• Exercise requirements:
What are the lines from the one with "wheel, as pixel coordinates." through the end of the records below, written out exactly and without the pictures?

Top of Records provided

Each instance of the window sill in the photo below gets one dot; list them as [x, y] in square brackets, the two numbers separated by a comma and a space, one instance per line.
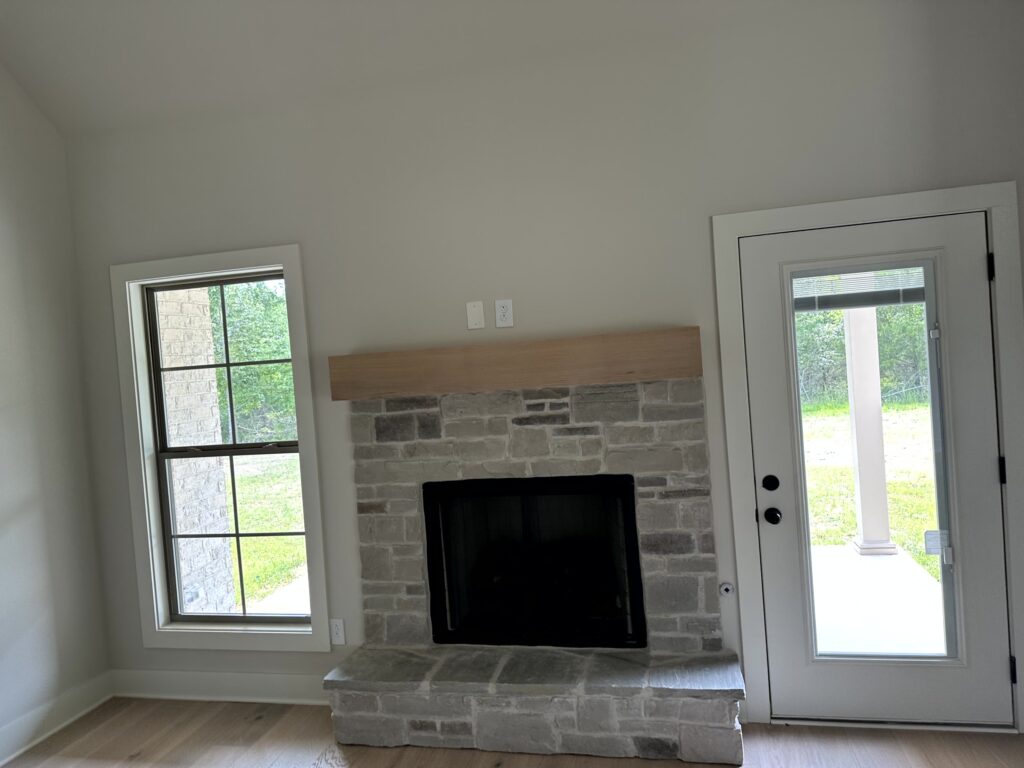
[260, 637]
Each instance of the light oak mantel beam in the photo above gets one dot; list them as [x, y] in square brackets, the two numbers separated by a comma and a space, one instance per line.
[607, 358]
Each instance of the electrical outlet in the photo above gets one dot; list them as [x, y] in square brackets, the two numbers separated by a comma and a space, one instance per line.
[474, 315]
[337, 632]
[503, 313]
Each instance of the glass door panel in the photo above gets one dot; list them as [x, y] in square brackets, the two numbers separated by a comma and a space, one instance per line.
[877, 518]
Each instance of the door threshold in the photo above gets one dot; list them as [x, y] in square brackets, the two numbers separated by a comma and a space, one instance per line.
[897, 725]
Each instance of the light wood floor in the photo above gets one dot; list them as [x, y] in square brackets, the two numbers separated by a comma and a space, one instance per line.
[146, 733]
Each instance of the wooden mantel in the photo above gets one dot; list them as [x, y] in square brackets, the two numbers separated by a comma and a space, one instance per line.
[607, 358]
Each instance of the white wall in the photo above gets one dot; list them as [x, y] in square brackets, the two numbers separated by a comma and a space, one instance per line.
[51, 616]
[581, 186]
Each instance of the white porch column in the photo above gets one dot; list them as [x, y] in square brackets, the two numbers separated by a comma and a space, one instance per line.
[865, 424]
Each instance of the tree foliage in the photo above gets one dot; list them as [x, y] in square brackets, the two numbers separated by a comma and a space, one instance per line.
[902, 355]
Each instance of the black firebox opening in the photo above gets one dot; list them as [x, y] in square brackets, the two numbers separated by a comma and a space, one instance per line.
[538, 561]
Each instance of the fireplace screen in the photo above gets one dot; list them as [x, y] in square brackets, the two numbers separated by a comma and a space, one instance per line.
[538, 561]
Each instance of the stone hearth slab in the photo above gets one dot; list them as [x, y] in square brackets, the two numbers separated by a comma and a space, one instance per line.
[605, 702]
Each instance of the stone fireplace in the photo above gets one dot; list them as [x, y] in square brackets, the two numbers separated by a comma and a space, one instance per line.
[652, 431]
[539, 569]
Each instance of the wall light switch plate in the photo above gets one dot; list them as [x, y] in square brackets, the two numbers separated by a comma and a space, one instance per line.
[337, 632]
[503, 313]
[474, 314]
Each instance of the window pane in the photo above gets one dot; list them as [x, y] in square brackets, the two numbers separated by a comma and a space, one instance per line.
[196, 407]
[208, 576]
[269, 494]
[201, 495]
[264, 402]
[274, 569]
[189, 328]
[257, 321]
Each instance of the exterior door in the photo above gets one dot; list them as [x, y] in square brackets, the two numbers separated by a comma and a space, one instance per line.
[876, 453]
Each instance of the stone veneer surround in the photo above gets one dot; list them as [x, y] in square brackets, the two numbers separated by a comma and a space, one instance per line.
[654, 431]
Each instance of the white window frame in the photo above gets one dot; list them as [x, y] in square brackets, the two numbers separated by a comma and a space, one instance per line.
[128, 283]
[998, 201]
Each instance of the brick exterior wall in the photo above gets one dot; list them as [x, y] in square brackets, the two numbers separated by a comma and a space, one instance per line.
[200, 487]
[654, 431]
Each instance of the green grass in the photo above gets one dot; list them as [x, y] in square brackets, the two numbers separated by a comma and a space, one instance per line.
[269, 501]
[908, 479]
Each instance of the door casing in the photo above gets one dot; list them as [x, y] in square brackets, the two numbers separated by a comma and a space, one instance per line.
[998, 201]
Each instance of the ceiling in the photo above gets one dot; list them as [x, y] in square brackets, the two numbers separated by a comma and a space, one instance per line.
[96, 66]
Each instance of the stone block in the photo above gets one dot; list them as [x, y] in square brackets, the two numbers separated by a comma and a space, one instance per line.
[673, 643]
[366, 407]
[686, 390]
[605, 745]
[369, 453]
[612, 402]
[596, 714]
[494, 469]
[668, 543]
[529, 669]
[656, 748]
[351, 701]
[655, 391]
[486, 403]
[682, 431]
[692, 564]
[622, 673]
[381, 670]
[555, 467]
[528, 442]
[700, 743]
[489, 449]
[671, 412]
[373, 628]
[372, 730]
[371, 508]
[671, 594]
[456, 728]
[408, 568]
[361, 428]
[477, 427]
[652, 459]
[469, 670]
[407, 629]
[657, 516]
[504, 731]
[620, 434]
[428, 426]
[397, 428]
[376, 563]
[411, 403]
[576, 431]
[539, 420]
[426, 705]
[546, 393]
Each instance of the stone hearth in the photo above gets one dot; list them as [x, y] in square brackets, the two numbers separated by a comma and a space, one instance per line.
[653, 431]
[544, 700]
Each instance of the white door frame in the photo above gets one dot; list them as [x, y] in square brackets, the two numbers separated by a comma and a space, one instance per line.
[999, 202]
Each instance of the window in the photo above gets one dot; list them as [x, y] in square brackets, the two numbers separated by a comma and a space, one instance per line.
[228, 462]
[221, 457]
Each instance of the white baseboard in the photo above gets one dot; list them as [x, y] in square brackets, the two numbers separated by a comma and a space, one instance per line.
[41, 722]
[29, 729]
[220, 686]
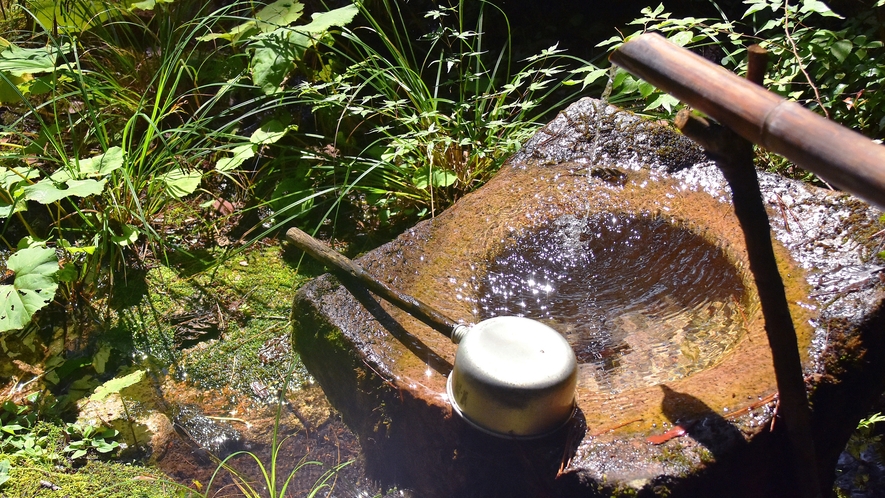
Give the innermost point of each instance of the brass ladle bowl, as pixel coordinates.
(512, 377)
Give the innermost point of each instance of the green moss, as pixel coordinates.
(248, 300)
(97, 479)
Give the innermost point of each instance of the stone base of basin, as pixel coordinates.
(691, 420)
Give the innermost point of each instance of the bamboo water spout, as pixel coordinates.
(840, 156)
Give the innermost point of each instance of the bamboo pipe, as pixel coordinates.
(840, 156)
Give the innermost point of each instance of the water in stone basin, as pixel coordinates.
(642, 300)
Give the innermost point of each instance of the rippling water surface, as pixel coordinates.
(641, 300)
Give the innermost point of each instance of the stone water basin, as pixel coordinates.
(616, 233)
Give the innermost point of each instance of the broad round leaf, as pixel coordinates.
(33, 288)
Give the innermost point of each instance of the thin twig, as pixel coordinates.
(795, 51)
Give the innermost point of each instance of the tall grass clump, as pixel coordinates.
(413, 122)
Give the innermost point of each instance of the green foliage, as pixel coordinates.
(35, 281)
(114, 386)
(86, 438)
(4, 471)
(415, 125)
(829, 64)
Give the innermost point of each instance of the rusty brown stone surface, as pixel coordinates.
(386, 372)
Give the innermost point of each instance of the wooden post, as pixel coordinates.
(734, 157)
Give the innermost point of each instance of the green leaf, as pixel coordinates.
(96, 166)
(70, 16)
(180, 183)
(147, 4)
(47, 191)
(841, 50)
(241, 154)
(682, 38)
(818, 7)
(13, 176)
(271, 17)
(271, 64)
(322, 21)
(129, 236)
(4, 471)
(664, 100)
(34, 287)
(268, 133)
(19, 61)
(114, 386)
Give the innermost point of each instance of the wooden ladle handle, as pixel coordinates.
(335, 261)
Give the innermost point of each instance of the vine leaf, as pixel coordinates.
(114, 386)
(36, 270)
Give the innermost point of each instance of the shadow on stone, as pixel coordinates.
(412, 343)
(701, 422)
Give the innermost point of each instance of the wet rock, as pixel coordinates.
(698, 422)
(208, 433)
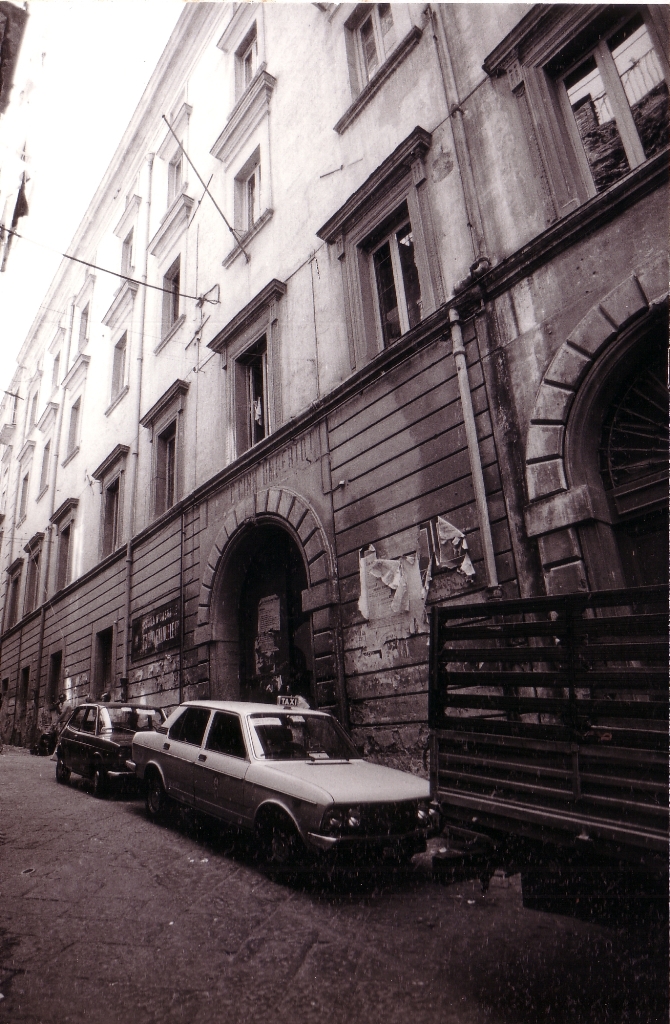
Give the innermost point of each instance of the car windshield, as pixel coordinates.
(129, 719)
(300, 737)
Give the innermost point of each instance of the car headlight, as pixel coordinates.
(338, 819)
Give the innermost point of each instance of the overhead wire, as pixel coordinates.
(105, 269)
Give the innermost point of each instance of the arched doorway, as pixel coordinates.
(263, 646)
(633, 462)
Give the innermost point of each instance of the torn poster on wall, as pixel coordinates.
(389, 586)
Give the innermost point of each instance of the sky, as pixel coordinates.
(82, 70)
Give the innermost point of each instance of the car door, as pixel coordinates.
(180, 749)
(87, 741)
(220, 769)
(71, 740)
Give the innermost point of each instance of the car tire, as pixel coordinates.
(281, 846)
(155, 796)
(99, 782)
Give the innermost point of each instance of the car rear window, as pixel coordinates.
(300, 737)
(190, 727)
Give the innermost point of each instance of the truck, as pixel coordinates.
(548, 722)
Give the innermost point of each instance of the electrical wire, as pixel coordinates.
(103, 269)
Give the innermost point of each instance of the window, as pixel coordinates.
(171, 283)
(12, 598)
(166, 468)
(375, 37)
(119, 365)
(385, 244)
(111, 518)
(83, 328)
(55, 675)
(592, 88)
(395, 276)
(44, 475)
(103, 660)
(73, 433)
(164, 421)
(251, 395)
(246, 61)
(32, 578)
(63, 563)
(225, 735)
(127, 254)
(248, 194)
(175, 176)
(190, 727)
(616, 102)
(23, 502)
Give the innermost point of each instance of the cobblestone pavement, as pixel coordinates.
(106, 918)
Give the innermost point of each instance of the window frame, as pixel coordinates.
(159, 420)
(352, 229)
(119, 366)
(171, 305)
(236, 343)
(548, 43)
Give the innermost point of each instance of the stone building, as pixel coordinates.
(369, 313)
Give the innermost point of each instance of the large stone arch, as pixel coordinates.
(556, 503)
(288, 509)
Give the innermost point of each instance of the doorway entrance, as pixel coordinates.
(264, 644)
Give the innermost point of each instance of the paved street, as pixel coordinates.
(106, 918)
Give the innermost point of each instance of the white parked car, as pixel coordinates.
(290, 775)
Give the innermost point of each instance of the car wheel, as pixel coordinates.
(99, 782)
(280, 844)
(155, 796)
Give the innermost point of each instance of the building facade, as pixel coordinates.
(369, 313)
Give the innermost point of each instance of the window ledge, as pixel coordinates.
(178, 324)
(68, 459)
(117, 398)
(244, 239)
(374, 85)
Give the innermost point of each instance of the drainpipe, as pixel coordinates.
(135, 444)
(475, 224)
(473, 452)
(50, 528)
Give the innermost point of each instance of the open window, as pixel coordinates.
(164, 421)
(384, 241)
(592, 83)
(249, 347)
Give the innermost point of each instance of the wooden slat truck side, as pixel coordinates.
(549, 721)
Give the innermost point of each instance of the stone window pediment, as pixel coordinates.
(77, 373)
(245, 117)
(108, 465)
(121, 308)
(48, 417)
(128, 217)
(173, 224)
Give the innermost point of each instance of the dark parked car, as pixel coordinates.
(97, 740)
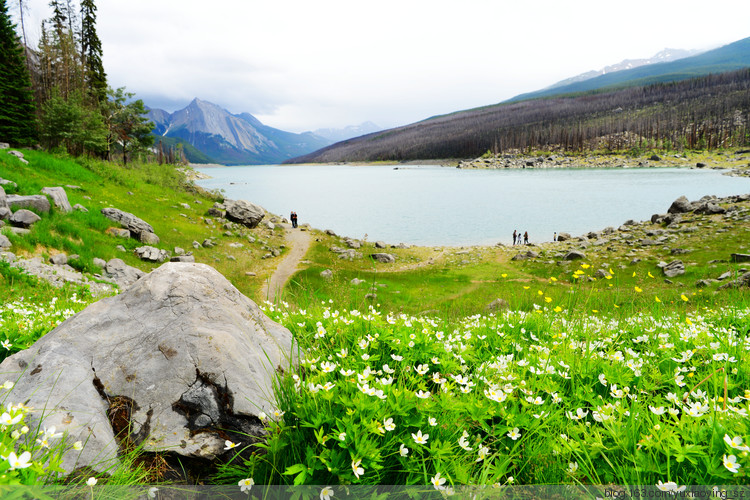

Bottom of Records provided

• Finished task:
Give the innermost point of each instance of the car wheel, as pixel coordinates.
(99, 782)
(280, 844)
(155, 796)
Give the innermost point of each instance of the building facade, as pixel coordinates.
(369, 313)
Give the innermost point of each instance of the window ledge, as pixel coordinates.
(178, 324)
(68, 459)
(117, 398)
(244, 239)
(374, 85)
Give the innermost point of each instance of the drainpipe, as pixel coordinates.
(135, 444)
(475, 224)
(473, 452)
(50, 528)
Give the innermost point of each instance of the open window, as pixel coordinates.
(164, 421)
(384, 241)
(592, 83)
(249, 347)
Give the innermost point of each instance of the wooden slat truck side, as pixel coordinates.
(549, 721)
Give the innermost point of each instance of the stone window pediment, as pixel coordinates.
(77, 373)
(245, 117)
(108, 465)
(121, 308)
(48, 417)
(128, 217)
(173, 224)
Give the innermost point of each instance of the dark parked car, as pixel coordinates.
(97, 740)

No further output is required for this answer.